Another idea? Try our Easy Pesto Cream Sauce.

How to get the best pesto coverage: pasta water!

Here’s the thing. You can make spaghetti pesto by simply mixing pesto with spaghetti. Ever done this and ended up with dry, gummy pasta? It’s a problem. The nuts and the cheese in the thick pesto sauce cling to the noodles if you don’t give them a little help. Here’s what to do to make the pesto perfectly coat the noodles:

  • Add pasta water! This is a common Italian technique for cooking pasta. You’ll add cheese and then toss it with the pasta water to create a quick sauce. The starchy pasta water makes the perfect thick and creamy sauce. Same goes for pesto! Start with 1/2 cup pasta water, then add more as necessary until the noodles are slick.

**Written instruction:**
Continue the text on coating spaghetti with pesto, picking up after its final sentence. You won't need the material that comes next.

Labeled object pointing entries:
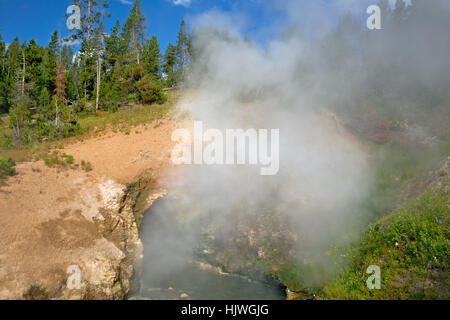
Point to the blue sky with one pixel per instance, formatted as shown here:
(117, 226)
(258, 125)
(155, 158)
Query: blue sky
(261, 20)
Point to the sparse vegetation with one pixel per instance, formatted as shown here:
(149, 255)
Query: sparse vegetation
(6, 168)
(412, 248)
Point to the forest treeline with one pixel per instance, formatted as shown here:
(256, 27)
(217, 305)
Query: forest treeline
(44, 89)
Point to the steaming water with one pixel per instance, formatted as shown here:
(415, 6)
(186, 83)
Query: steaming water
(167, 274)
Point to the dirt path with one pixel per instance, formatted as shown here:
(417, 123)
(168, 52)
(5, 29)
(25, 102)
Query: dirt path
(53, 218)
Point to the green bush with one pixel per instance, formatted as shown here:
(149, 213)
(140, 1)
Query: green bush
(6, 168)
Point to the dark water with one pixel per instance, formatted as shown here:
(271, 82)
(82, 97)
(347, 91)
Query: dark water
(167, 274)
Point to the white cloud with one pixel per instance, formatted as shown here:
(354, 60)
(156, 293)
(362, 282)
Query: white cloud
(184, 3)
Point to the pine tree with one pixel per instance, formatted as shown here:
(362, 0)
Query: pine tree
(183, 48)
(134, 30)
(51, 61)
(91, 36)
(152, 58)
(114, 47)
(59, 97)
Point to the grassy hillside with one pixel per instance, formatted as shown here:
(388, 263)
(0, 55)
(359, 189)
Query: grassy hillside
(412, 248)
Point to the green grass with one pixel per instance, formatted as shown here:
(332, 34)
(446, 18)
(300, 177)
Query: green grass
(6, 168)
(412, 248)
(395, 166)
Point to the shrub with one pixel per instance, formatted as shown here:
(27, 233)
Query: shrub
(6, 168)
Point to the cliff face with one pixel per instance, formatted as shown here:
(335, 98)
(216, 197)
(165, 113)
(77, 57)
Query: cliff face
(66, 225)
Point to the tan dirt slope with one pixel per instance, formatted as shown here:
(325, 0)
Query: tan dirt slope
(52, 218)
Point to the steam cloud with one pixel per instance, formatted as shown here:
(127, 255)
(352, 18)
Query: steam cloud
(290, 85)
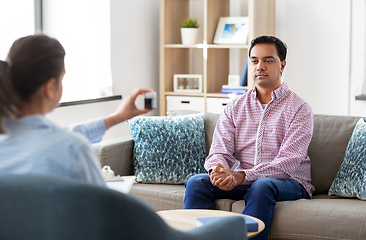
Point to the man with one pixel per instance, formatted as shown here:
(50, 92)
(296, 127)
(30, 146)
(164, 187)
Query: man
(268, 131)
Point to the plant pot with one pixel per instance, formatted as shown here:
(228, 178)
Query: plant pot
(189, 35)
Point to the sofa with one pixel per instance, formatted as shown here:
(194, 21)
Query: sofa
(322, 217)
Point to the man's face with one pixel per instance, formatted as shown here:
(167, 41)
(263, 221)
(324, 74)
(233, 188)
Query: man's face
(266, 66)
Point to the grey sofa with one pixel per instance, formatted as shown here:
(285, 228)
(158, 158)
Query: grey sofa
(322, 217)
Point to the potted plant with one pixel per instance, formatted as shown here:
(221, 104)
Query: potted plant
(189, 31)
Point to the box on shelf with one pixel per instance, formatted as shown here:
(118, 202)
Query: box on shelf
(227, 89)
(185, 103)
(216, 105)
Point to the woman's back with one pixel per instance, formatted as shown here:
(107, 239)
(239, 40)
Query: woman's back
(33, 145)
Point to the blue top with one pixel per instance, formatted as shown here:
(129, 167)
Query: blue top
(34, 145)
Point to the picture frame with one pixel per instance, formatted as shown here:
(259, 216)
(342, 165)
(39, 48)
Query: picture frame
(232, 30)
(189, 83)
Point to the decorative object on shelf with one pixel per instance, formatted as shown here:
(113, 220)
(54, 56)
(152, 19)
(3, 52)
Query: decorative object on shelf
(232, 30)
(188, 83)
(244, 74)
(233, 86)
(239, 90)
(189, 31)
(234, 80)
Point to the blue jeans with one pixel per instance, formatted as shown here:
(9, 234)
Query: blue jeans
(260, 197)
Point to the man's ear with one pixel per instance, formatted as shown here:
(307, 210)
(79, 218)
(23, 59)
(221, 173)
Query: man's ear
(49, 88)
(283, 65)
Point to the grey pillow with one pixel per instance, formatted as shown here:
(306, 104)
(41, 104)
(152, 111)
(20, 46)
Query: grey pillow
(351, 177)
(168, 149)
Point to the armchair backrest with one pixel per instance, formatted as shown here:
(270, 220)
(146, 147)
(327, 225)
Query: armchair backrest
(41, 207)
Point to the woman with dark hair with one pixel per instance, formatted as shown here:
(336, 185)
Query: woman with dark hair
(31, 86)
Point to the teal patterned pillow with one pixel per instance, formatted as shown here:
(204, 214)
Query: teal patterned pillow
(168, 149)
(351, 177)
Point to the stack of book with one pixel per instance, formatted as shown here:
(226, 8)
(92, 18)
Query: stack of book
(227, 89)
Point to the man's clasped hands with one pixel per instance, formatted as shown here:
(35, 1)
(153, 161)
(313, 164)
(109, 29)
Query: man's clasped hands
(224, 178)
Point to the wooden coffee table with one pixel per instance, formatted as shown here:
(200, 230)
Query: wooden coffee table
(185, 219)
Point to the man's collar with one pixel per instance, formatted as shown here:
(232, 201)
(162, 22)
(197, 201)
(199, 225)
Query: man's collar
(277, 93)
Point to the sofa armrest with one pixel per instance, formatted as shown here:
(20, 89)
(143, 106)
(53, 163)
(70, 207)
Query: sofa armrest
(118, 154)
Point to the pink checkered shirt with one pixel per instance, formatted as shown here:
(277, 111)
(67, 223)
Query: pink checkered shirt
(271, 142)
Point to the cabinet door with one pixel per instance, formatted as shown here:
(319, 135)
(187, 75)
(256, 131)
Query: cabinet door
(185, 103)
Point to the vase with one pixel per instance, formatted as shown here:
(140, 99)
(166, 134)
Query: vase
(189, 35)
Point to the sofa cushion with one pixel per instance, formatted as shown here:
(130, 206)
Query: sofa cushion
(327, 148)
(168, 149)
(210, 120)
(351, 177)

**Response below:**
  • Toss the noodles and pesto in a bowl: not the pasta pot. The pasta pot is still hot from cooking the pasta. So it can turn the basil brown and stick to the bottom of the pot. So toss the noodles and pesto together in a bowl: it works much better (we picked up that method here).
How to make spaghetti pesto

Spaghetti pesto is best with homemade pesto

It goes without saying that spaghetti pesto tastes the best with homemade pesto. The flavor here is beautifully fresh: and our pesto recipe has lemon for just the right zing! But we get it: basil isn’t always available. If you’re going storebought, go to the next section. But if you do have basil on hand, here are some things to know:

  • Make pesto with any nut you like. Pine nuts, the traditional nut in pesto, can be expensive and hard to find. So you can easily use cashews or walnuts! Here are our best pesto recipes using all three: Basil Pesto, Cashew Pesto, or Walnut Pesto.
  • You can make vegan pesto, too. Nix the Parmesan and you’ve got a dairy-free pesto! Try this Vegan Pesto that uses a secret ingredient.
  • There’s also a nut free option. This Basil Sauce has no nuts or cheese!It’s so oily on its own you don’t need to add pasta water, skip that step if using this one.
Basil pesto

Or, use best quality purchased pesto!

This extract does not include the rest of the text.